Text excerpt –
Professor Stephen Henry Gillespie of the School of Medicine was the coordinating investigator and lead medical monitor of the clinical trial.
Professor Gillespie told The Saint, “That gave me a role in ensuring patient safety by answering questions from the clinical trial sites about how the participants should be managed within the study protocol. I also had a role in preparing the final clinical study report by making clinical judgements on the data, and the significance of any deviations from the protocol.”
“As well as that, I was the coordinator of the European Developing Country Clinical Trials Partnership (EDCTP) project that includes the trial but also the development of the capacity of the African sites to deliver high quality clinical care and outstanding trial results.”
Whilst an early interest in infection helped, Professor Gillespie was inspired to go into the area of improving diagnostics and antibiotic treatment because of the potential that he saw in the field.

Point-per-instance localization data:

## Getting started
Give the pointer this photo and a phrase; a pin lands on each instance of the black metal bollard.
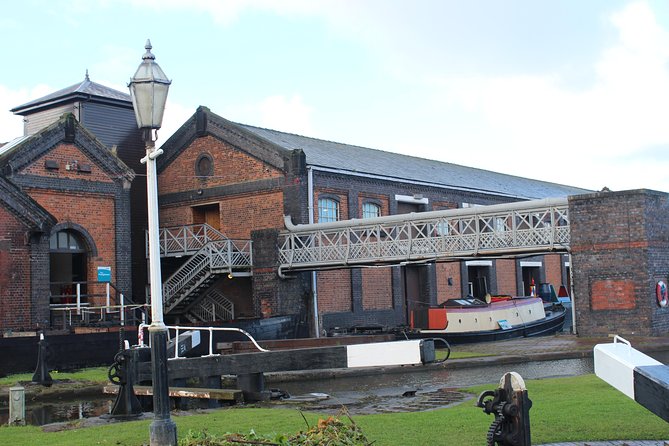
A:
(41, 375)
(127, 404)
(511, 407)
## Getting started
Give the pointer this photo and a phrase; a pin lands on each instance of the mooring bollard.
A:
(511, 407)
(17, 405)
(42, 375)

Problems to solve –
1. From the text on Professor Gillespie's trial work, list every title it gives him, using the text's own noun phrases.
2. Return the part of the text on Professor Gillespie's trial work from "Professor Gillespie told" up to and including "in the field.".
3. Decide whether each statement agrees with the text on Professor Gillespie's trial work. Answer yes or no for each, and quote the deciding words.
(a) Professor Gillespie belongs to the School of Medicine.
(b) The EDCTP project covers the trial alone.
(c) He moved into improving diagnostics and antibiotic treatment because of the potential he saw in the field.

Solutions to the exercise –
1.
- coordinating investigator
- lead medical monitor
- coordinator of the European Developing Country Clinical Trials Partnership (EDCTP) project

2.
Professor Gillespie told The Saint, “That gave me a role in ensuring patient safety by answering questions from the clinical trial sites about how the participants should be managed within the study protocol. I also had a role in preparing the final clinical study report by making clinical judgements on the data, and the significance of any deviations from the protocol.”
“As well as that, I was the coordinator of the European Developing Country Clinical Trials Partnership (EDCTP) project that includes the trial but also the development of the capacity of the African sites to deliver high quality clinical care and outstanding trial results.”
Whilst an early interest in infection helped, Professor Gillespie was inspired to go into the area of improving diagnostics and antibiotic treatment because of the potential that he saw in the field.

3.
(a) Yes: "Professor Stephen Henry Gillespie of the School of Medicine"
(b) No: "that includes the trial but also the development of the capacity of the African sites to deliver high quality clinical care and outstanding trial results"
(c) Yes: "was inspired to go into the area of improving diagnostics and antibiotic treatment because of the potential that he saw in the field"